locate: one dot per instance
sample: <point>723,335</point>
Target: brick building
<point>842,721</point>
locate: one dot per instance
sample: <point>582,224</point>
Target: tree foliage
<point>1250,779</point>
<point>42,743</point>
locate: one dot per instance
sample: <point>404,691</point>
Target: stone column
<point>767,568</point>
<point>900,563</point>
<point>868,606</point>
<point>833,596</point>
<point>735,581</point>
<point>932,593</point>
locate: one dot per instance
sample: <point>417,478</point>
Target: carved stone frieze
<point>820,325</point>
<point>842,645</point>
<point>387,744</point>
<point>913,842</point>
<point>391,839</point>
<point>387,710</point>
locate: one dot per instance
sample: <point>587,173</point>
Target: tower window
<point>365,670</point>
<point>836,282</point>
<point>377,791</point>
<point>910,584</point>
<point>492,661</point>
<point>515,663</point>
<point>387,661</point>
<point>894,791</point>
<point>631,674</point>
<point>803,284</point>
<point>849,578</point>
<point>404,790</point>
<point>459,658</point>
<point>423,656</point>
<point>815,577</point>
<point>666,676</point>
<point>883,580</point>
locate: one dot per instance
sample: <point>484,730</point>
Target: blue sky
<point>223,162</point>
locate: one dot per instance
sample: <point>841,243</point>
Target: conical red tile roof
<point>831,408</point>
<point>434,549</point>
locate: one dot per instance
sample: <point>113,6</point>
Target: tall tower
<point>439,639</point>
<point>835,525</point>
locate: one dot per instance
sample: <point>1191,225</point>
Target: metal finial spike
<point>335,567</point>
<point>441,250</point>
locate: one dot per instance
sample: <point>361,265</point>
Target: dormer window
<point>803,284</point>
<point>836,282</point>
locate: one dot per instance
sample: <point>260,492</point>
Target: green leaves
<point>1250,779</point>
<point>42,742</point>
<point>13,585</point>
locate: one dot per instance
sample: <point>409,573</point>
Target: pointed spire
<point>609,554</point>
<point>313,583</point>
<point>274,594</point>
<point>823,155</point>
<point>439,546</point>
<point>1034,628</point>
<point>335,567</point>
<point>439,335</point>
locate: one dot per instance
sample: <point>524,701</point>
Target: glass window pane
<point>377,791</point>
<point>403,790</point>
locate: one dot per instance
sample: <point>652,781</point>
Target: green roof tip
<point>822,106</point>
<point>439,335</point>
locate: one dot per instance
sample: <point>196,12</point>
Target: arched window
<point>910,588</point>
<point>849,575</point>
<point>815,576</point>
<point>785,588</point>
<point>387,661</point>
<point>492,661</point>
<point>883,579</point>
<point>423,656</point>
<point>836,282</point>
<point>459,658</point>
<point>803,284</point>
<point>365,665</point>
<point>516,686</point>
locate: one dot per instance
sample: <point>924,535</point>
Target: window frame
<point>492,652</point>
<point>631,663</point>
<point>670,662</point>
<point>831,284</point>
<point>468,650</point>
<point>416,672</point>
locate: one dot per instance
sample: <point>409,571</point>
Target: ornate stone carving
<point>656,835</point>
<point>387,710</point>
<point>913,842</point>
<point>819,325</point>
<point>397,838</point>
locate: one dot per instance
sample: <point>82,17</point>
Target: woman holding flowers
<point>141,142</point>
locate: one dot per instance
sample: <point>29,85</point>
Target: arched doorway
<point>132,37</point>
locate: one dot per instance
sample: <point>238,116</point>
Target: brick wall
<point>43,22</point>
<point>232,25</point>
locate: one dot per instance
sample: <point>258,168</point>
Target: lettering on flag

> _Exercise goal_
Through the line that contains "sample: <point>587,173</point>", copy the material above exactly, beginning at its first line and including nothing more.

> _Output for this exercise_
locate: one dot per instance
sample: <point>723,335</point>
Target: brick building
<point>842,721</point>
locate: one dot per instance
sample: <point>582,224</point>
Target: tree foliage
<point>1250,779</point>
<point>42,743</point>
locate: one dot per instance
sample: <point>404,691</point>
Target: stone column
<point>767,568</point>
<point>900,563</point>
<point>868,606</point>
<point>833,596</point>
<point>735,581</point>
<point>932,593</point>
locate: one dot per instance
sample: <point>417,478</point>
Target: carved stone frieze
<point>820,325</point>
<point>842,645</point>
<point>387,744</point>
<point>913,842</point>
<point>391,839</point>
<point>387,710</point>
locate: one dot per instance
sample: <point>587,173</point>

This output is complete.